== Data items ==
+===+

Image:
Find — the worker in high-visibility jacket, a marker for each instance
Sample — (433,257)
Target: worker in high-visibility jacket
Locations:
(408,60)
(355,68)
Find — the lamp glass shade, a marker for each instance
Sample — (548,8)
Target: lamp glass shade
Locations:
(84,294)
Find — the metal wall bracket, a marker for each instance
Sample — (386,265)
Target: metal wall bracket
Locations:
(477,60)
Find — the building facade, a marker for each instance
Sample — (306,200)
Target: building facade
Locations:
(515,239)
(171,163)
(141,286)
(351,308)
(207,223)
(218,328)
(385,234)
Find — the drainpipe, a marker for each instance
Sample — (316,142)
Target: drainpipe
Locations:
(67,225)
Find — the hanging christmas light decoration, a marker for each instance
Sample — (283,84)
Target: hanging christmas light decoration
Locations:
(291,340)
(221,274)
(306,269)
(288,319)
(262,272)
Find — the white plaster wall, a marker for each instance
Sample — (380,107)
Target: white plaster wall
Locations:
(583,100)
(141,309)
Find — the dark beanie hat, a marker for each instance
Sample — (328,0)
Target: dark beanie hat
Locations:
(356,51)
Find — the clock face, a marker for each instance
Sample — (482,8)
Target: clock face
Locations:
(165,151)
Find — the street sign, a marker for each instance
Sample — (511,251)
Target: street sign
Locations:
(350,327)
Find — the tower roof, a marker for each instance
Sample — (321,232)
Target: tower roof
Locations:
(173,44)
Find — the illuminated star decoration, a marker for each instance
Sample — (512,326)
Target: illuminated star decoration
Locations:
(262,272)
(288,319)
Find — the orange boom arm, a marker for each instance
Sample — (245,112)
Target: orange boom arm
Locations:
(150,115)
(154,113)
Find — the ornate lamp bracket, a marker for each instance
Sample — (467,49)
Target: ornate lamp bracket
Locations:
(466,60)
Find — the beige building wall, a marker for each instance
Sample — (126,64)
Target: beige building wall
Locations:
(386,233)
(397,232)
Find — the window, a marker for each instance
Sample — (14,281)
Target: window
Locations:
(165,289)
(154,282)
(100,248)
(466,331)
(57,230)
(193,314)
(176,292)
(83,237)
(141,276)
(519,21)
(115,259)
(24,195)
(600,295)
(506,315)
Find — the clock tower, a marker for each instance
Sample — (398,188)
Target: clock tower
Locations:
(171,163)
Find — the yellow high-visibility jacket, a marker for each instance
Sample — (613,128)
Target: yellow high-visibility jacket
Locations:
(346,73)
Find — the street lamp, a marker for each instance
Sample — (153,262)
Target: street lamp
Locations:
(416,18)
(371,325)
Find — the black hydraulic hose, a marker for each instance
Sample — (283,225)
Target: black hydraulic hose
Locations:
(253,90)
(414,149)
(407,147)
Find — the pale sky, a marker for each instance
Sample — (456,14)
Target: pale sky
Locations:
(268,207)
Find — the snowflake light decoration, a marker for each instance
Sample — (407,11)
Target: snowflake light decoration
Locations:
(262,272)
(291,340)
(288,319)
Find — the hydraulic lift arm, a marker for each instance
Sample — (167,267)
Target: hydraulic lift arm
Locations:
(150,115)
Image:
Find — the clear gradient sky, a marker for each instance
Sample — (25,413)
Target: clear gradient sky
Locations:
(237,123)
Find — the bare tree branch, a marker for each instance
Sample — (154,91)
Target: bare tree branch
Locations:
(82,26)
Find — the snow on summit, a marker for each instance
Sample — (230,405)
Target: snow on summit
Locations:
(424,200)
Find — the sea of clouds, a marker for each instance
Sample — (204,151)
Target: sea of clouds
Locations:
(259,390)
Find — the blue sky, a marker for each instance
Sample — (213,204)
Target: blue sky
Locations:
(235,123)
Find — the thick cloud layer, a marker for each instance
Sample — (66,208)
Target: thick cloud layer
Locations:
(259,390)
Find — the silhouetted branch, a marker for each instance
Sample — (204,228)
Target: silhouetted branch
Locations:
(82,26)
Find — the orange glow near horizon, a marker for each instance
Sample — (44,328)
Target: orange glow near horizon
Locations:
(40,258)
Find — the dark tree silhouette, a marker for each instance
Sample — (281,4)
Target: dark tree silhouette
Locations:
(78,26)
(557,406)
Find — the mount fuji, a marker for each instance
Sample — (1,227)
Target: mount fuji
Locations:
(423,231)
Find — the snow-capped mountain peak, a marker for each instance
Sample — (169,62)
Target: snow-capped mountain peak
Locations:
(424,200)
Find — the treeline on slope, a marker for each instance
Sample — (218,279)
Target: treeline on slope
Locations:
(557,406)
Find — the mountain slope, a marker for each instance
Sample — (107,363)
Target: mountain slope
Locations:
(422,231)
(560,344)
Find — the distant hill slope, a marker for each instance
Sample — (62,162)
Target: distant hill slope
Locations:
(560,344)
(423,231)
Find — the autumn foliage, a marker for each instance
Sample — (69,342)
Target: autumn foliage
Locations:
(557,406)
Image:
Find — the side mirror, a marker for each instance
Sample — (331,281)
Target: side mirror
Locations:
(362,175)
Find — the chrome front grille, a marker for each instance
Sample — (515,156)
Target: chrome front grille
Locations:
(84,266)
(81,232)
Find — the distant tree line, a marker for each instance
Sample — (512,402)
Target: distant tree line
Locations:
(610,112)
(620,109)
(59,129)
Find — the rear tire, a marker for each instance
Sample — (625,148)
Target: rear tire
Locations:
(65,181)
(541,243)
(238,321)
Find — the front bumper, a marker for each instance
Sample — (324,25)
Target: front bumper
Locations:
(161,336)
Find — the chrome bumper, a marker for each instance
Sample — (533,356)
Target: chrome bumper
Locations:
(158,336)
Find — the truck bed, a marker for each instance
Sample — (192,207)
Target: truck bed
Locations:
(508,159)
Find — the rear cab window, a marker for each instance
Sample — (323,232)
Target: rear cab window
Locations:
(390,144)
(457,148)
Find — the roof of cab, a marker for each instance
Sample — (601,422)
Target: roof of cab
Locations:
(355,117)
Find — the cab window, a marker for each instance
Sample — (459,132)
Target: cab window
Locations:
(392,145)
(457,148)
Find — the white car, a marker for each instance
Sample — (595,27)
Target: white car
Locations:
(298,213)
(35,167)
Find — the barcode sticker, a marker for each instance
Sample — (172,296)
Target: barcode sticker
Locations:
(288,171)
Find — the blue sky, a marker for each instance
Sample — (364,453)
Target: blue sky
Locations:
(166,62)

+===+

Print the records above in full, exactly.

== COMPLETED EXERCISE ==
Image:
Find — the worker in high-visibility jacket, a marker for each instance
Sample — (433,257)
Target: worker in high-visibility jacket
Locations:
(408,60)
(355,68)
Find — the lamp glass shade, a marker for each instance
Sample — (548,8)
Target: lamp glass shade
Locations:
(84,294)
Find — the metal wall bracket, a marker for each instance
Sample — (386,265)
Target: metal wall bracket
Locations:
(477,60)
Find — the building facade, a marker for each instance
Sample — (306,200)
Target: building facade
Locations:
(515,239)
(171,163)
(141,286)
(351,308)
(207,223)
(218,328)
(385,234)
Find — the drainpipe, a marker for each instance
Sample — (316,142)
Target: drainpipe
Locations:
(67,225)
Find — the hanging christmas light decoration, a marker for each instance
Sample — (283,84)
Target: hanging christmas light decoration
Locations:
(291,340)
(221,274)
(306,269)
(288,319)
(262,272)
Find — the white plaster wall, a marker for each instance
Sample — (380,107)
Target: white plaster wall
Locations:
(583,100)
(141,309)
Find — the dark beanie hat, a marker for each instance
Sample — (328,0)
Target: dark beanie hat
Locations:
(356,51)
Find — the clock face, a marker for each instance
Sample — (482,8)
Target: clock face
Locations:
(165,151)
Find — the street sign, a marker for each instance
Sample — (511,251)
Target: street sign
Locations:
(350,327)
Find — the tower roof, a marker for each instance
Sample — (321,232)
Target: tower roof
Locations:
(173,44)
Find — the illuminated star decoration, a marker for each instance
Sample — (512,326)
Target: illuminated star decoration
Locations:
(262,272)
(288,319)
Find — the orange boom arm, a marker for each instance
Sample — (245,112)
Target: orange boom arm
Locations:
(150,115)
(154,113)
Find — the ornate lamp bracket, a marker for each instance
Sample — (467,49)
Target: ornate lamp bracket
Locations:
(466,60)
Find — the beige building wall, a marker for each instance
Sample — (126,64)
Target: beige building wall
Locations:
(386,233)
(397,232)
Find — the window, a marker for each instance
Sample — (14,281)
Target: window
Locations:
(165,289)
(154,282)
(100,248)
(466,331)
(57,230)
(193,314)
(176,292)
(83,237)
(141,276)
(519,21)
(115,259)
(24,195)
(600,295)
(506,315)
Find — the clock tower, a marker for each instance
Sample — (398,188)
Target: clock tower
Locations:
(171,163)
Find — the yellow high-visibility jacket, a marker for each instance
Sample — (613,128)
Target: yellow high-visibility jacket
Locations:
(346,73)
Find — the street lamp, a marker for each instance
Sample — (153,262)
Target: street lamp
Locations:
(416,18)
(371,325)
Find — the black hydraulic hose, a marker for each instance
Sample — (283,225)
Target: black hydraulic hose
Locations:
(253,90)
(414,149)
(407,147)
Find — the pale sky, a marker for each instance
Sample — (456,14)
Target: pale sky
Locations:
(268,207)
Find — the snowflake light decoration, a marker for each instance
Sample — (407,11)
Target: snowflake light decoration
Locations:
(262,272)
(291,340)
(288,319)
Find — the hydraulic lift arm, a marker for each instance
Sample — (167,267)
Target: hydraulic lift arm
Locations:
(150,115)
Image:
Find — the clear gradient sky, a marker for each instance
Sample — (25,413)
Target: clear gradient sky
Locations:
(237,123)
Find — the bare tree branch, a marker for each instance
Sample — (154,91)
Target: bare tree branch
Locations:
(82,26)
Find — the snow on summit, a marker for each instance
Sample — (230,405)
Target: snow on summit
Locations:
(424,200)
Find — the sea of clouds, a marker for each instance
Sample — (204,151)
Target: sea of clouds
Locations:
(259,390)
Find — the blue sky, a marker for each instance
Sample — (213,204)
Target: blue sky
Locations:
(235,123)
Find — the thick cloud layer, a marker for each instance
Sample — (66,208)
Target: thick cloud layer
Locations:
(259,390)
Find — the silhouetted branch, a marker for each instance
Sample — (204,228)
Target: silhouetted branch
Locations:
(82,26)
Find — the orange glow near horizon, a marker for each instance
Sample — (44,328)
Target: orange glow near horizon
Locations:
(40,258)
Find — the dark tree silhouette, a marker for each instance
Sample — (281,4)
Target: dark tree silhouette
Locations:
(78,26)
(557,406)
Find — the mount fuji, a marker for each instance
Sample — (1,227)
Target: mount fuji
Locations:
(423,231)
Find — the snow-capped mountain peak, a marker for each instance
Sample — (169,62)
Target: snow-capped mountain peak
Locations:
(424,200)
Find — the treeline on slope, a marker for each instance
Sample — (218,279)
Target: treeline on slope
Locations:
(557,406)
Find — the mountain slope, a marker for each instance
Sample — (107,363)
Target: mountain slope
Locations:
(422,231)
(560,344)
Find — the distant hill slope, a marker for each instance
Sample — (62,162)
Target: distant hill slope
Locations:
(560,344)
(423,231)
Find — the autumn foliage, a marker for each instance
Sample — (69,342)
Target: autumn foliage
Locations:
(557,406)
Image:
Find — the side mirror, a marker for each instance
Sample — (331,281)
Target: side mirror
Locations:
(362,175)
Find — the chrome front grille, a marker for each instance
Sample — (515,156)
Target: chrome front grille
Locations:
(84,266)
(81,232)
Find — the distant tree line, a marker for each instance
Sample — (512,402)
Target: distant tree line
Locations:
(610,112)
(620,109)
(59,129)
Find — the rear tire, a marker for each instance
Sample — (625,148)
Target: rear tire
Locations:
(65,181)
(541,243)
(238,321)
Find — the front bumper, a marker for each instance
Sample — (324,25)
Target: front bumper
Locations:
(161,336)
Find — the chrome bumper, a marker for each instance
Sample — (533,356)
Target: chrome bumper
Locations:
(158,336)
Find — the truck bed, a marker for each instance
Sample — (192,207)
Target: truck bed
Locations:
(508,159)
Find — the rear cab window, a marker for each instance
Sample — (323,232)
Target: rear cab window
Locations:
(390,144)
(457,148)
Find — the roof of cab, a marker for each instance
Sample — (601,422)
Target: roof of cab
Locations:
(355,117)
Find — the cab window, a marker for each instance
Sample — (459,132)
Target: cab window
Locations:
(392,145)
(457,148)
Find — the white car, a marker for each instance
Sample — (595,27)
Target: white car
Locations:
(298,213)
(35,167)
Find — the barcode sticker, a marker for each instance
Sample — (172,296)
Target: barcode sticker
Locations:
(288,171)
Find — the blue sky, a marker for each instance
Sample — (364,453)
Target: blue sky
Locations:
(166,62)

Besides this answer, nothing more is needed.